→ **Recorded information**
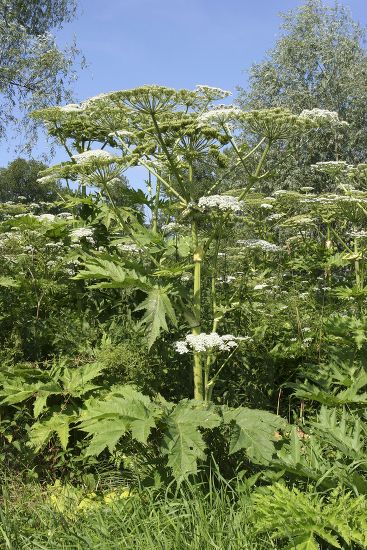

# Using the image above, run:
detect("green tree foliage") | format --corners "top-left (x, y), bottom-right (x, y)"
top-left (239, 0), bottom-right (367, 192)
top-left (0, 0), bottom-right (77, 149)
top-left (0, 158), bottom-right (61, 203)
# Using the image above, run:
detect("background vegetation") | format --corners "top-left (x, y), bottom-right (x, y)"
top-left (0, 0), bottom-right (367, 550)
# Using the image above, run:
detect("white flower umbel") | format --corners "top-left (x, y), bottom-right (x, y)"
top-left (59, 103), bottom-right (85, 113)
top-left (237, 239), bottom-right (280, 252)
top-left (196, 84), bottom-right (232, 99)
top-left (70, 227), bottom-right (94, 242)
top-left (254, 283), bottom-right (269, 290)
top-left (36, 214), bottom-right (56, 222)
top-left (299, 109), bottom-right (349, 126)
top-left (73, 149), bottom-right (115, 164)
top-left (161, 222), bottom-right (184, 233)
top-left (198, 105), bottom-right (242, 124)
top-left (175, 332), bottom-right (245, 354)
top-left (116, 243), bottom-right (141, 254)
top-left (349, 229), bottom-right (367, 239)
top-left (198, 195), bottom-right (243, 213)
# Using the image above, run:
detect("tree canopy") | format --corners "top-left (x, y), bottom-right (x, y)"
top-left (238, 0), bottom-right (367, 192)
top-left (0, 158), bottom-right (59, 203)
top-left (0, 0), bottom-right (78, 149)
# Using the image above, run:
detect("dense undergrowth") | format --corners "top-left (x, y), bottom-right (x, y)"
top-left (0, 80), bottom-right (367, 550)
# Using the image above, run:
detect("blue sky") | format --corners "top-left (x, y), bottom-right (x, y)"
top-left (0, 0), bottom-right (367, 177)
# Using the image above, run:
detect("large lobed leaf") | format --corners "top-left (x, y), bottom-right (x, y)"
top-left (136, 287), bottom-right (177, 348)
top-left (80, 386), bottom-right (158, 455)
top-left (223, 407), bottom-right (286, 464)
top-left (162, 400), bottom-right (221, 479)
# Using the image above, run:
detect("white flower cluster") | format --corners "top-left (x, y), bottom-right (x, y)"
top-left (299, 109), bottom-right (349, 126)
top-left (266, 212), bottom-right (285, 222)
top-left (70, 227), bottom-right (94, 244)
top-left (35, 214), bottom-right (56, 222)
top-left (195, 84), bottom-right (232, 99)
top-left (59, 103), bottom-right (85, 113)
top-left (198, 105), bottom-right (242, 124)
top-left (57, 212), bottom-right (74, 220)
top-left (237, 239), bottom-right (280, 252)
top-left (349, 229), bottom-right (367, 239)
top-left (175, 332), bottom-right (247, 354)
top-left (300, 195), bottom-right (367, 204)
top-left (254, 283), bottom-right (269, 290)
top-left (116, 243), bottom-right (141, 254)
top-left (37, 176), bottom-right (55, 185)
top-left (311, 160), bottom-right (352, 173)
top-left (73, 149), bottom-right (115, 164)
top-left (198, 195), bottom-right (243, 213)
top-left (108, 130), bottom-right (134, 137)
top-left (161, 222), bottom-right (184, 233)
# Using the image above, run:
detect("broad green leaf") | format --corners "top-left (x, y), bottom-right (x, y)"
top-left (0, 277), bottom-right (20, 288)
top-left (29, 413), bottom-right (76, 452)
top-left (80, 389), bottom-right (157, 455)
top-left (61, 363), bottom-right (106, 396)
top-left (284, 532), bottom-right (322, 550)
top-left (223, 407), bottom-right (285, 464)
top-left (73, 258), bottom-right (151, 292)
top-left (135, 287), bottom-right (177, 348)
top-left (162, 400), bottom-right (220, 479)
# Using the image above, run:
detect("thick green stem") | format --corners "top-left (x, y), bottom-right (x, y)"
top-left (204, 235), bottom-right (220, 402)
top-left (152, 179), bottom-right (161, 233)
top-left (354, 238), bottom-right (362, 290)
top-left (192, 221), bottom-right (204, 401)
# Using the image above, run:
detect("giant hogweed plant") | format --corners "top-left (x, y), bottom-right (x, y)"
top-left (34, 86), bottom-right (314, 402)
top-left (3, 86), bottom-right (344, 478)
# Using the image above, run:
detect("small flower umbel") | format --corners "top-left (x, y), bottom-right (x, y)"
top-left (175, 332), bottom-right (250, 402)
top-left (175, 332), bottom-right (243, 354)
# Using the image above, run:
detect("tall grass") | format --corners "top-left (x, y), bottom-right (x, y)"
top-left (0, 481), bottom-right (274, 550)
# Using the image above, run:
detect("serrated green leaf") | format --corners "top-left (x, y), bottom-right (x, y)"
top-left (223, 407), bottom-right (285, 464)
top-left (80, 388), bottom-right (157, 455)
top-left (135, 287), bottom-right (177, 349)
top-left (0, 277), bottom-right (20, 288)
top-left (29, 413), bottom-right (76, 452)
top-left (162, 400), bottom-right (220, 479)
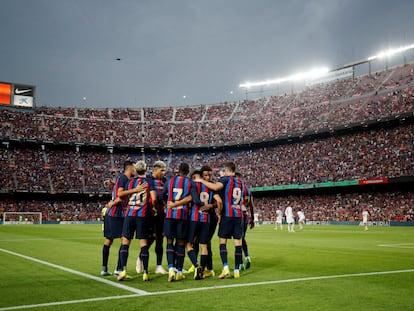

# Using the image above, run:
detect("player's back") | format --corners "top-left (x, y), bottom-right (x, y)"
top-left (127, 177), bottom-right (151, 217)
top-left (219, 176), bottom-right (244, 217)
top-left (165, 175), bottom-right (191, 219)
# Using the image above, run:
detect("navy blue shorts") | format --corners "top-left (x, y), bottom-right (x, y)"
top-left (208, 211), bottom-right (217, 241)
top-left (152, 214), bottom-right (165, 237)
top-left (187, 221), bottom-right (210, 244)
top-left (243, 213), bottom-right (250, 238)
top-left (164, 218), bottom-right (188, 240)
top-left (104, 215), bottom-right (124, 240)
top-left (218, 216), bottom-right (243, 240)
top-left (122, 216), bottom-right (151, 241)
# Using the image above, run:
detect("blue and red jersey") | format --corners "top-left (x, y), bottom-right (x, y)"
top-left (190, 182), bottom-right (215, 223)
top-left (242, 186), bottom-right (252, 213)
top-left (106, 174), bottom-right (129, 217)
top-left (148, 176), bottom-right (166, 215)
top-left (126, 177), bottom-right (152, 218)
top-left (219, 176), bottom-right (244, 218)
top-left (160, 176), bottom-right (192, 220)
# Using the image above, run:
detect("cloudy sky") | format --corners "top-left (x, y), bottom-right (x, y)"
top-left (0, 0), bottom-right (414, 107)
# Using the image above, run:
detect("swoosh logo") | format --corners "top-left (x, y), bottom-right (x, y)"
top-left (14, 89), bottom-right (32, 94)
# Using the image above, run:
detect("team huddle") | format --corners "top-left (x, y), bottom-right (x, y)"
top-left (101, 161), bottom-right (254, 282)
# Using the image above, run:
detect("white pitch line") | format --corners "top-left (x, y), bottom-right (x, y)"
top-left (377, 243), bottom-right (414, 248)
top-left (0, 248), bottom-right (147, 295)
top-left (0, 269), bottom-right (414, 311)
top-left (0, 237), bottom-right (102, 242)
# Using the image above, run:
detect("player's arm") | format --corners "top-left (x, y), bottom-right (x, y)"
top-left (196, 179), bottom-right (224, 191)
top-left (104, 178), bottom-right (115, 187)
top-left (167, 194), bottom-right (193, 208)
top-left (118, 183), bottom-right (148, 198)
top-left (248, 196), bottom-right (254, 229)
top-left (213, 193), bottom-right (223, 223)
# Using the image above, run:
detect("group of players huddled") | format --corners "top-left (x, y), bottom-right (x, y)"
top-left (101, 161), bottom-right (254, 282)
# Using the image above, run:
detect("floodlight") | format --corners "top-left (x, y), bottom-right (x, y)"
top-left (368, 44), bottom-right (414, 61)
top-left (239, 67), bottom-right (329, 89)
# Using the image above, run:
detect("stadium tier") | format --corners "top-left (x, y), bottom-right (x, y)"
top-left (0, 64), bottom-right (414, 146)
top-left (0, 64), bottom-right (414, 220)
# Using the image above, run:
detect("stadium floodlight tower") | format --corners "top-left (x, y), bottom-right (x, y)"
top-left (239, 67), bottom-right (330, 100)
top-left (239, 44), bottom-right (414, 99)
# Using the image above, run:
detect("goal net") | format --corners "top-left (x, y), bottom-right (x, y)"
top-left (3, 212), bottom-right (42, 225)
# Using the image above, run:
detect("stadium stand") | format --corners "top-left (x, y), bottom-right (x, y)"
top-left (0, 64), bottom-right (414, 221)
top-left (255, 192), bottom-right (414, 222)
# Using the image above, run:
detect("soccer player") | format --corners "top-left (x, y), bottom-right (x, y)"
top-left (158, 163), bottom-right (195, 282)
top-left (275, 208), bottom-right (283, 230)
top-left (298, 210), bottom-right (306, 231)
top-left (101, 161), bottom-right (136, 276)
top-left (101, 205), bottom-right (108, 231)
top-left (117, 161), bottom-right (152, 281)
top-left (197, 162), bottom-right (244, 279)
top-left (187, 171), bottom-right (220, 280)
top-left (236, 173), bottom-right (254, 270)
top-left (362, 210), bottom-right (369, 231)
top-left (200, 165), bottom-right (223, 277)
top-left (285, 206), bottom-right (295, 232)
top-left (136, 161), bottom-right (168, 274)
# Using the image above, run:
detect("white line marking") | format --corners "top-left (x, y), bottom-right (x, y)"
top-left (0, 237), bottom-right (100, 242)
top-left (377, 243), bottom-right (414, 248)
top-left (0, 269), bottom-right (414, 311)
top-left (0, 248), bottom-right (147, 295)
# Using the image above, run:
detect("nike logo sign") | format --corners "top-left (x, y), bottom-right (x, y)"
top-left (14, 89), bottom-right (32, 94)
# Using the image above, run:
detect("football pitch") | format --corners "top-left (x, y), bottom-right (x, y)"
top-left (0, 225), bottom-right (414, 311)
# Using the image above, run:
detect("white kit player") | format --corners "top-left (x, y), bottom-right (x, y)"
top-left (285, 206), bottom-right (295, 232)
top-left (298, 211), bottom-right (306, 231)
top-left (275, 208), bottom-right (283, 230)
top-left (362, 210), bottom-right (369, 231)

→ **What is being asked**
Find every line in the rows above that contains the string "floodlight" and copy each of those lines out in full.

→ **Result of the exercise**
detect("floodlight") | format --corners "top-left (x, y), bottom-right (x, y)"
detect("stadium floodlight tower") | format --corners "top-left (x, y), bottom-right (x, y)"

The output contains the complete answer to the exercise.